:: Quoted text ::
#####
As far as its message is concerned, we that have free souls it touches us not: our withers are not in danger; we need not hesitate to hear it, tersely expressed as it has been by a recent writer. “During the coming century,” says this gentleman, “while the Sun, in the greater cycle, progresses through the Zodiacal Sign Aquarius, Astrology is destined to become the religion of our race.”. The prognostication is at least sufficiently distinct, whatever else may be said about it. In olden times the Oracles were careful; they spoke in generalities; we of today have changed all that.

Yet the fact remains that Astrology is pressing itself upon the world and is practically demanding to be examined. A religion it may or may not be; meanwhile, however, it comes with an explanation of much that we see in the conduct of the universe which, to most of us, is new; we hear the word “Science” gravely used in connection with a mysterious something which we have hitherto held to be no more definable and trustworthy than Gypsy (that is, Egyptian) fortune-telling; and our first feeling is a very curious one. It almost amounts to scare. We are tempted to peep into the temple, the outer doors of which are open, for something says there is a truth, away far back, within, At the same time we are uncomfortably conscious that, by so doing, we subject ourselves to the ridicule of the multitude outside, of our friends, and possibly even of ourselves, if we should emerge from this novel condition of seeing as we never saw before. We therefore fall back on the healthy instinct of our childhood, when we were first confronted with things that touched us strangely, and seek to find out what our fathers thought about them.
#####
:: Record list ::
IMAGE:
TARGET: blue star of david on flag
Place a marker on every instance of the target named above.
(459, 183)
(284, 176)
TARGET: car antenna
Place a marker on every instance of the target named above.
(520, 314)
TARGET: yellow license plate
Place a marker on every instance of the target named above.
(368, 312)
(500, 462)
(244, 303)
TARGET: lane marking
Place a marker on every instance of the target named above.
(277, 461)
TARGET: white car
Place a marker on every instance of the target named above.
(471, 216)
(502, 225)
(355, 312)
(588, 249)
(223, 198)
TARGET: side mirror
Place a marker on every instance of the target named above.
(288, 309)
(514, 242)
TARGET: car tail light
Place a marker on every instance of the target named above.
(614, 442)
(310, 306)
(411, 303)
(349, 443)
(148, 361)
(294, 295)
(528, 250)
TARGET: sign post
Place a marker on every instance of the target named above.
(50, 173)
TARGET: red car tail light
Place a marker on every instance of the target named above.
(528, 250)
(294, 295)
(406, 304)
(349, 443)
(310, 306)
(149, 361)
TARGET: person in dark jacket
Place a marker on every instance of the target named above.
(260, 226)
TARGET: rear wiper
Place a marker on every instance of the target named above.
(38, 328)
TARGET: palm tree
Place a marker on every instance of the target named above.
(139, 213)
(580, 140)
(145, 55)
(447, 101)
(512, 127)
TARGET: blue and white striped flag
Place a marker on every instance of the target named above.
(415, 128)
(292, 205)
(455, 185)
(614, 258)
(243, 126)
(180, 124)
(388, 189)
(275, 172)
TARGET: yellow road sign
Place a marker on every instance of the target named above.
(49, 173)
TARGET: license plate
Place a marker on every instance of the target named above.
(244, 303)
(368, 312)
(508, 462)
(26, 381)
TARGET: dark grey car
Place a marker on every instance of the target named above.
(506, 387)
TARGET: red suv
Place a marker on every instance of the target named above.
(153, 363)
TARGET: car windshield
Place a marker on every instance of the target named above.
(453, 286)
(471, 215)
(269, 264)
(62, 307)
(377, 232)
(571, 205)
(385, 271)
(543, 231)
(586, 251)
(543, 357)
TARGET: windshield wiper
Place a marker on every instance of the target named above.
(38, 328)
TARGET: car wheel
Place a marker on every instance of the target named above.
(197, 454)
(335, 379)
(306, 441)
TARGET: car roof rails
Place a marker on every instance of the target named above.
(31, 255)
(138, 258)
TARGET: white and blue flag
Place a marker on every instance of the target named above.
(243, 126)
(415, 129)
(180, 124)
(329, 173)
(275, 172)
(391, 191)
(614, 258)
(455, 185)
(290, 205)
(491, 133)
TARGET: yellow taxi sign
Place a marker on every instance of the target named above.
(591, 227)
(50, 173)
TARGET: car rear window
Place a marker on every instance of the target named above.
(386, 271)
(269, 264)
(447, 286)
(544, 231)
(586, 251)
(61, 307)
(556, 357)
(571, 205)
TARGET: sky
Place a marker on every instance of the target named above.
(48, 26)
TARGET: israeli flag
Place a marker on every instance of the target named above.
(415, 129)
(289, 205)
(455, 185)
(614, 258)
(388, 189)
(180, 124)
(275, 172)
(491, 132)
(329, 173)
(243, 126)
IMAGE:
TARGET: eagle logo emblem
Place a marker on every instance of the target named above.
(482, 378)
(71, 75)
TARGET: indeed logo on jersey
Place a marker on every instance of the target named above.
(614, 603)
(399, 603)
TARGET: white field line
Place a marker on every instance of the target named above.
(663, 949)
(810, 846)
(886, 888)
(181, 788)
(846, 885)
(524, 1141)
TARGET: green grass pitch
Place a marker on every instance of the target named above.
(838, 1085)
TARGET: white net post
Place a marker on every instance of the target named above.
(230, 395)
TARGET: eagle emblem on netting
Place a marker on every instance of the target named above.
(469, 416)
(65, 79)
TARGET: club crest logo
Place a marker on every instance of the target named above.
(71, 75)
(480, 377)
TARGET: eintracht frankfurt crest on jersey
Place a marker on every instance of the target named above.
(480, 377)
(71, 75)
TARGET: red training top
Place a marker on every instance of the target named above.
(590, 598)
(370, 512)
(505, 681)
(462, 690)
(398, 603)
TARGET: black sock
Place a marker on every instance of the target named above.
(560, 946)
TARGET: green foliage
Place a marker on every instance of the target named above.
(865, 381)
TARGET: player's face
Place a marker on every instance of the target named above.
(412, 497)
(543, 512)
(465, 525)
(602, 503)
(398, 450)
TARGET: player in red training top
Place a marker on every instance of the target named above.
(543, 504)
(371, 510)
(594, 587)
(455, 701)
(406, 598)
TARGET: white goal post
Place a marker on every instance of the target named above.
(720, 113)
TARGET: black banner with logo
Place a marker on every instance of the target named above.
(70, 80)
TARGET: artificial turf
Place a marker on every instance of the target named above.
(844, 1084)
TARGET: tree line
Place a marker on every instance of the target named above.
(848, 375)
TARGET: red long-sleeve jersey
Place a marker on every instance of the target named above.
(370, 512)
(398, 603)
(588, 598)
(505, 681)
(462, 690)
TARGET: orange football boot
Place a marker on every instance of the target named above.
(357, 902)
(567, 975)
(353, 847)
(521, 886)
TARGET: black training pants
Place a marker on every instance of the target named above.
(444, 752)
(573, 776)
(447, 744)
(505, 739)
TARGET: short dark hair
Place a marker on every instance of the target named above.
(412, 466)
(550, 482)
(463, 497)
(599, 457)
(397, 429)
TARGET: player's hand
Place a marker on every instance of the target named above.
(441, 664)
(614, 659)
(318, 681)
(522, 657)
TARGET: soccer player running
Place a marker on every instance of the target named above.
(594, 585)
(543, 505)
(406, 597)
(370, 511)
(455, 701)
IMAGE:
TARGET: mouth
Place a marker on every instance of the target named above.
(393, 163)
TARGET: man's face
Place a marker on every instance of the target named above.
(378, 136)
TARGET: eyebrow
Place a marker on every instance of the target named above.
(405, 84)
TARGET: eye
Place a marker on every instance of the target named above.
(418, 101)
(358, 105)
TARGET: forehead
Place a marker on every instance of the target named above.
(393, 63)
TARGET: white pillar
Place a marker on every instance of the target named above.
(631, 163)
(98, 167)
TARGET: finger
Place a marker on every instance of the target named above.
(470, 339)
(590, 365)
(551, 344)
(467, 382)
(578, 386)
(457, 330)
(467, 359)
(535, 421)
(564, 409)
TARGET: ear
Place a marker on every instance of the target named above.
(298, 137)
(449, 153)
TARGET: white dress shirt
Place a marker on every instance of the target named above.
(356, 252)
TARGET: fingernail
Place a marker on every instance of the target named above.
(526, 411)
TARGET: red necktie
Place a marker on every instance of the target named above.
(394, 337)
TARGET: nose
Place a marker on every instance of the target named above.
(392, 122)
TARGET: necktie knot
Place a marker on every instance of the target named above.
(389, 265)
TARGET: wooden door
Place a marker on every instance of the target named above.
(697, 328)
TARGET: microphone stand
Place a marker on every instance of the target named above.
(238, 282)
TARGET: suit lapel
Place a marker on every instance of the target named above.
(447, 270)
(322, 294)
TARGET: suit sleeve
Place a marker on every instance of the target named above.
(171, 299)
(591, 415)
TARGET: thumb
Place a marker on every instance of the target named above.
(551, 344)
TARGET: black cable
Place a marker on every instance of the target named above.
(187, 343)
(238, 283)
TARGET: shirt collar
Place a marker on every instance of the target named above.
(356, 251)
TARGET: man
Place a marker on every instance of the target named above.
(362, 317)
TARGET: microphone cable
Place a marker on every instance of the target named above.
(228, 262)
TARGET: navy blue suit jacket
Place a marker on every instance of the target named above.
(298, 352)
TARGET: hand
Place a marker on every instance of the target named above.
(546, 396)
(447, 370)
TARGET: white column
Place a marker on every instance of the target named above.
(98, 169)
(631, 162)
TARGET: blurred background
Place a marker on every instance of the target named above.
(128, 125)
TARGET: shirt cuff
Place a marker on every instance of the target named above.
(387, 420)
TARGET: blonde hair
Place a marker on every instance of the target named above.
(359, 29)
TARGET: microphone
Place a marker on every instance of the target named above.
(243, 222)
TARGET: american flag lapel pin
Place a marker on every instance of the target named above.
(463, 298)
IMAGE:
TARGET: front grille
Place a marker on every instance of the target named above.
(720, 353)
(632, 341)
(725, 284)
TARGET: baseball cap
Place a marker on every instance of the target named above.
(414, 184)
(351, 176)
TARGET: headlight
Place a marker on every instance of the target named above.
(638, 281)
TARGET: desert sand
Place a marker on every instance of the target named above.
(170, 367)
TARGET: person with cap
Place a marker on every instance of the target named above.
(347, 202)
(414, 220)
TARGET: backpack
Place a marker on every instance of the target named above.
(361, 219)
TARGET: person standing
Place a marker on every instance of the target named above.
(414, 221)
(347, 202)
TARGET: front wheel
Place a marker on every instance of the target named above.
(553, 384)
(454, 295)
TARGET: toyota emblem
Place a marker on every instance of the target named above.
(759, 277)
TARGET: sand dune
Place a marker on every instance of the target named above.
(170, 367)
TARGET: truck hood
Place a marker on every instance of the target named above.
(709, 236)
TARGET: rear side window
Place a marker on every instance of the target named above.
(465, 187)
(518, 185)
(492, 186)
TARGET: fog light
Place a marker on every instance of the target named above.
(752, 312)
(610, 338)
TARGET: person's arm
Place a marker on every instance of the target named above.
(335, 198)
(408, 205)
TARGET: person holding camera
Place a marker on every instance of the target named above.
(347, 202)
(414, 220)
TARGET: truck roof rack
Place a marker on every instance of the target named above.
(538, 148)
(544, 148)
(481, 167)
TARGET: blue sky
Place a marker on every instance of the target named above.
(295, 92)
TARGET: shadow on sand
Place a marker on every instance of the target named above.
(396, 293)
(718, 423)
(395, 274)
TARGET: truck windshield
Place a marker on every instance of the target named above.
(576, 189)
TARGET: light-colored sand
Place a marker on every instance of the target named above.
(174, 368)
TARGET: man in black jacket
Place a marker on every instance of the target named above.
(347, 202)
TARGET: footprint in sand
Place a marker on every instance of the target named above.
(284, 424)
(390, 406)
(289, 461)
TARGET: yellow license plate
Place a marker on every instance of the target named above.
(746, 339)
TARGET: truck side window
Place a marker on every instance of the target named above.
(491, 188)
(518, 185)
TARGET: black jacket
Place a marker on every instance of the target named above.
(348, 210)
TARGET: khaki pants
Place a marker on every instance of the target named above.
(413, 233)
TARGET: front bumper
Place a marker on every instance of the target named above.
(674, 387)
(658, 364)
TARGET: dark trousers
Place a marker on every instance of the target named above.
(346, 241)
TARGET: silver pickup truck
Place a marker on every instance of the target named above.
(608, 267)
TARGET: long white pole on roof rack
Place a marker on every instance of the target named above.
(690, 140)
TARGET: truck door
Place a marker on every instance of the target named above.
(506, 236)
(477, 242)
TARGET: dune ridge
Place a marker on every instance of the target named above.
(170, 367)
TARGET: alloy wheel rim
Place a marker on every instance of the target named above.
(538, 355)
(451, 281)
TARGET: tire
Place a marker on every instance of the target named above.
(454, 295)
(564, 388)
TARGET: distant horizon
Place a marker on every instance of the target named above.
#####
:: Exercises ::
• A. Please rename "Oracles" as "Prophets" in a copy of the Astrology passage, beginning at the words "As far as its" and stopping after "changed all that.".
• B. In the Astrology passage, whose ridicule does peeping into the temple expose us to?
The entries are separate from the Astrology passage.

:: Answers for this exercise ::
• A.
As far as its message is concerned, we that have free souls it touches us not: our withers are not in danger; we need not hesitate to hear it, tersely expressed as it has been by a recent writer. “During the coming century,” says this gentleman, “while the Sun, in the greater cycle, progresses through the Zodiacal Sign Aquarius, Astrology is destined to become the religion of our race.”. The prognostication is at least sufficiently distinct, whatever else may be said about it. In olden times the Prophets were careful; they spoke in generalities; we of today have changed all that.

• B. The multitude outside, our friends, and possibly even ourselves.